Trecho do texto =
___
Tatiana Tibúrcio demonstrou ser do nível de Ruth de Souza e Fernanda Montenegro, o que a coloca entre as melhores de sua geração. Ela precisa ser urgentemente valorizada na televisão com excelentes personagens.
O desempenho excepcional de Tatiana Tibúrico e do elenco magistral do especial Falas Negras é uma resposta inquestionável a executivos, dramaturgos e diretores de TV que insistem em repetir a frase racista de que não haveria um grande número de negros talentosos para preencher os papéis da teledramaturgia, como declarou certa vez uma novelista e mulher do dono de uma importante emissora paulista.
Integram o afinado elenco do especial Falas Negras os atores Fabricio Boliveira, Babu Santana, Guilherme Silva, Ivy Souza, Naruna Costa, Taís Araujo, Heloisa Jorge, Barbara Reis, Mariana Nunes, Izak Dahora, Silvio Guindane, Olivia Araujo, Reinaldo Junior, Aline Deluna, Flávio Bauraqui, Bukassa Kabengele, Angelo Flavio, Samuel Melo, Aílton Graça, Tulanih Pereira, Valdineia Soriano e Tatiana Tibúrcio. Todos irretocáveis.
Naruna Costa fala sobre ser Angela Davis ao Blog do Arcanjo
A autora Manuela Dias merece aplauso por ter idealizado Falas Negras, demonstrando ser uma mulher branca aliada na luta antirracista. A série ainda contou com outras duas mulheres em seu time de frente: Thaís Fragozo na pesquisa e Aline Maia como consultora e pesquisadora.
___
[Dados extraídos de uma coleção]
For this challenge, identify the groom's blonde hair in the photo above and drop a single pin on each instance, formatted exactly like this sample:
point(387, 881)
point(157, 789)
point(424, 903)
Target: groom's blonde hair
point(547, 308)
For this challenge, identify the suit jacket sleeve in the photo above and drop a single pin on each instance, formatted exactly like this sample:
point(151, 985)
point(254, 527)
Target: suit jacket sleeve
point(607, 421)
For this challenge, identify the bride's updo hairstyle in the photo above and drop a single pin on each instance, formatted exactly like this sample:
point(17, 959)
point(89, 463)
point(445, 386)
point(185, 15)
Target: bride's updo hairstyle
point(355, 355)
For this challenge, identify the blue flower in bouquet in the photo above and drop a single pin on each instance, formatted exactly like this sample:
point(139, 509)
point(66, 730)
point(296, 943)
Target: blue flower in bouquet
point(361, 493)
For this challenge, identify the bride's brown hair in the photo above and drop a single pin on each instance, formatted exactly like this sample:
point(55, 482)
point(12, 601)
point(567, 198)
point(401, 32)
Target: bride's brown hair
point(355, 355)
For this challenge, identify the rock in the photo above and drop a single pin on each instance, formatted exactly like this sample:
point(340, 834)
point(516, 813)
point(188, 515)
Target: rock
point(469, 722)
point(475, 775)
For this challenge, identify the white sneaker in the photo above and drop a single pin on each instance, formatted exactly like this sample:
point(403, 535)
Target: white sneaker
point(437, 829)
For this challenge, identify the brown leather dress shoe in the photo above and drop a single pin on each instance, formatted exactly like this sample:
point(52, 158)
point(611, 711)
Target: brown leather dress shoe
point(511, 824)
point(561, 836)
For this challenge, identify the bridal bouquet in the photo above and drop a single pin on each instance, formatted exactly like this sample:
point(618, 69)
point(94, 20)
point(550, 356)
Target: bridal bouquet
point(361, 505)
___
Objetivo 1 =
Indique se cada afirmação abaixo está de acordo com o texto sobre o especial Falas Negras, respondendo sim ou não e citando as palavras do texto que decidem a resposta: (a) a série Falas Negras foi idealizada por Manuela Dias; (b) Thaís Fragozo atuou como consultora da série; (c) o texto afirma que Tatiana Tibúrcio já é bem valorizada na televisão.
Objetivo 2 =
Dê continuidade ao texto sobre o especial Falas Negras a partir da última frase apresentada.

Resultado 1 =
(a) Sim: "A autora Manuela Dias merece aplauso por ter idealizado Falas Negras"
(b) Não: "Thaís Fragozo na pesquisa e Aline Maia como consultora e pesquisadora"
(c) Não: "Ela precisa ser urgentemente valorizada na televisão com excelentes personagens."

Resultado 2 =
Assim que Falas Negras foi ao ar, Taís Araújo, que interpretou impressionantemente Marielle Franco, vereadora negra carioca brutalmente assassinada a tiros e cujos responsáveis ainda não foram punidos, lembrou da importância da luta conjunta antirracista em toda a sociedade.
“São 22 atores, 22 profissionais competentes, 22 vidas, 22 pessoas com seus depoimentos pessoais latentes que se juntaram aos depoimento das personagens interpretadas por elas. Só isso já seria louvável, mas além disso tinha uma equipe de profissionais empenhada em dar seus depoimentos, no cenário, no figurino, na caracterização, na fotografia, no áudio, na trilha, na edição, na direção. muitos profissionais negros, poucos não negros, mas que sabem que a história do Brasil não foi feita por um único grupo étnico. Sim, o problema é de todos e a obrigação de encontrar a solução, também”, afirmou Taís Araújo.
É isso, Brasil, o problema do racismo (e de acabar de uma vez por todas com ele) é de todos nós. Mesmo que a parte racista do país declare ‘ser daltônica’, buscando camuflar o inegável racismo institucional e estrutural brasileiro, o que só acaba por corroborá-lo. Porque é na negação que o racismo cresce. É preciso revelá-lo e acabar com dissimulações e discursos hipócritas. As instituições, o Estado, as empresas e a população já demonstraram saber, e muito bem, diferenciar no cotidiano e no poder os brancos dos negros. Não dá mais para seguir assim. Basta.
Miguel Arcanjo Prado é jornalista, mestre em Artes pela UNESP, pós-graduado em Mídia, Informação e Cultura pela ECA-USP e bacharel em Comunicação Social pela UFMG. Eleito três vezes pelo Prêmio Comunique-se um dos melhores jornalistas de Cultura do Brasil. Nascido em Belo Horizonte, vive em São Paulo desde 2007. É crítico da APCA, da qual foi vice-presidente. Passou por Globo, Record, Folha, Contigo, Editora Abril, Gazeta, Band, Rede TV e UOL, entre outros. Desde 2012, faz o Blog do Arcanjo, referência no jornalismo cultural. Em 2019 criou o Prêmio Arcanjo de Cultura no Theatro Municipal de SP. Em 2020, passou a ser Coordenador de Extensão Cultural e Projetos Especiais da SP Escola de Teatro e começou o Podcast do Arcanjo em parceria com a OLA Podcasts. Foto: Bob Sousa.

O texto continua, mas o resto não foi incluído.